** BEGIN SELECTED EXTRACT **

Saturday Night/Sunday Warning: A weekly miscellany of good things (Series 2, Episode 1)
Recommendations, mini-essays and behind-the-scenes insights for the weekend crew.
In a previous era of this newsletter, I used to do a paid subscriber-only weekly roundup and… I’m bringing it back. The ‘week’s five best articles’ section will be free to read for all but the other parts of these editions will be a paid-subscriber bonus.
5 Things I Actually Enjoyed This Week
1. ARTICLE
The Writer Who Burned Her Own Books by Audrey Wollen for The New Yorker.
Rosemary Tonks was an incredible poet and novelist whose conversion to evangelical Christianity led her to want her work and literary reputation erased. Audrey Wollen’s essay explores Tonks’ life and work, and includes this meditation on the almost literal magic of reading:
She was afraid of finding someone else’s thoughts left behind in her personality, like a strange scarf unearthed from the sofa cushions after a party. Books were the most acute threat to the sanctity of the bordered self. Of course, Tonks is right: that is what reading does—it places another’s mind in your own mind. It is the swiftest metaphysical delirium we have, impossible to replicate. The immensity of what reading feels like should not be discounted by its omnipresence in our daily lives. How do we distinguish between the sentences that sprout and green from our own selves, the arcane loam of the individual, and the sentences that fall and land there, alien and already bloomed? Is there even a difference to discover?
Related reading/listening:
On Rosemary Tonks, Patrick McGuinness for the LRB (July 2 2015)
Bedouin of the London Evening: Collected Poems, Rosemary Tonks (Bloodaxe)
2. NEWSLETTER
Casey Lewis' Substack on youth culture and trends is always fascinating and occasionally baffling. If you want to understand the brands, celebrities, memes, and music that excite Gen Z, it’s a must-read and will save you from being misinformed when the papers get around to writing about the same things 6 months from now.

** END SELECTED EXTRACT **
** BEGIN PROVIDED MATERIAL **

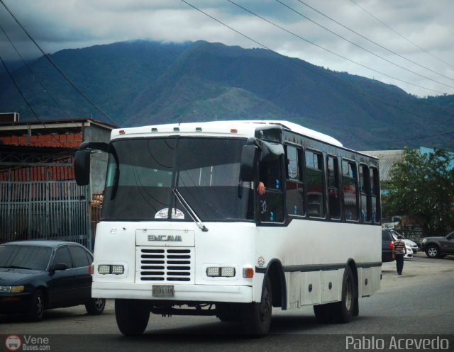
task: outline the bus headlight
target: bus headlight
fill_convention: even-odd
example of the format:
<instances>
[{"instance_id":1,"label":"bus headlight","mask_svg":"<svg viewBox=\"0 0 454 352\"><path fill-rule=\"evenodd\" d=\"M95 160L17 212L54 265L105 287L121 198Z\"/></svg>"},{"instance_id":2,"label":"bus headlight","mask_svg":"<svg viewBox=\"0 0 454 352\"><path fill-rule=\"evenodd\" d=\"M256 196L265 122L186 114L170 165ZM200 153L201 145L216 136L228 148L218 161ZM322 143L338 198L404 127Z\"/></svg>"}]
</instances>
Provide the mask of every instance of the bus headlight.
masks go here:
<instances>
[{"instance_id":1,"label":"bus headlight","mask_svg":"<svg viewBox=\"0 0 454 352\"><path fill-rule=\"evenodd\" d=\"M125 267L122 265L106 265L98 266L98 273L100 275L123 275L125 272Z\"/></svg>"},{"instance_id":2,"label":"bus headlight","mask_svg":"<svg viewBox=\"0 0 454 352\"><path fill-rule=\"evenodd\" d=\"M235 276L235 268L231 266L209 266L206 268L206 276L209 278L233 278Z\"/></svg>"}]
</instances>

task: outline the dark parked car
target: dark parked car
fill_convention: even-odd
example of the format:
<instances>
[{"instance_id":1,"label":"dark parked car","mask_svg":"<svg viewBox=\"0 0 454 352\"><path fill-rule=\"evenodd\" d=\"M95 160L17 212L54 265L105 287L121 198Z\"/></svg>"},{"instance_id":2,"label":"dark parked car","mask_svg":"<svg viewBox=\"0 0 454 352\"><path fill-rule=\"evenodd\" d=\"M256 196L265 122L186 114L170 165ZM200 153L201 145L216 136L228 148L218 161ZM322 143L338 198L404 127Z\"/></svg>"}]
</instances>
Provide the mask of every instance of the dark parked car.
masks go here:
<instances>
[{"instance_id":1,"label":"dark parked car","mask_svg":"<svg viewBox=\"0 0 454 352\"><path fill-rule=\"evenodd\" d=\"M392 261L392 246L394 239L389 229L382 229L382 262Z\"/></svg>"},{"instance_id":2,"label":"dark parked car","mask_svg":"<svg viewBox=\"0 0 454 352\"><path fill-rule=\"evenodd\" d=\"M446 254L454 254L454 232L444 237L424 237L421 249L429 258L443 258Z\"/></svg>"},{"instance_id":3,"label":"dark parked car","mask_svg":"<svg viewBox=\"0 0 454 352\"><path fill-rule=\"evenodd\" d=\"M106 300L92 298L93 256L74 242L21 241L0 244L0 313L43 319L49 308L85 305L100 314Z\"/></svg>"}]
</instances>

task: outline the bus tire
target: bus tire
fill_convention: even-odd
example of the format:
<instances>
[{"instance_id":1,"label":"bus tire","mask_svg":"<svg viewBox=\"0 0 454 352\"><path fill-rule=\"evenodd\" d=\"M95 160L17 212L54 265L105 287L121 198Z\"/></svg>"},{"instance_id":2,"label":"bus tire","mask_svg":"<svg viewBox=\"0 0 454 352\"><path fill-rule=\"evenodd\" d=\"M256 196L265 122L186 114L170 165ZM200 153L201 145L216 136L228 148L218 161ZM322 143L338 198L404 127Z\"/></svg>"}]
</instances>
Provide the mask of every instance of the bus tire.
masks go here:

** END PROVIDED MATERIAL **

**EXERCISE INSTRUCTIONS:**
• a. According to the newsletter, what led Rosemary Tonks to want her work and literary reputation erased?
• b. Rewrite the paragraph of the newsletter that begins "Casey Lewis' Substack on youth culture" more concisely, keeping its main facts.
• c. Reproduce the passage of the newsletter starting with "Saturday Night/Sunday Warning: A" and going on through "the weekend crew.".

**REPLIES:**
• a. Her conversion to evangelical Christianity.

• b. Casey Lewis' Substack on youth culture and trends is always fascinating and sometimes baffling. It is essential reading for understanding the brands, celebrities, memes, and music that excite Gen Z, and it keeps readers from being misinformed when newspapers cover the same topics six months later.

• c.
Saturday Night/Sunday Warning: A weekly miscellany of good things (Series 2, Episode 1)
Recommendations, mini-essays and behind-the-scenes insights for the weekend crew.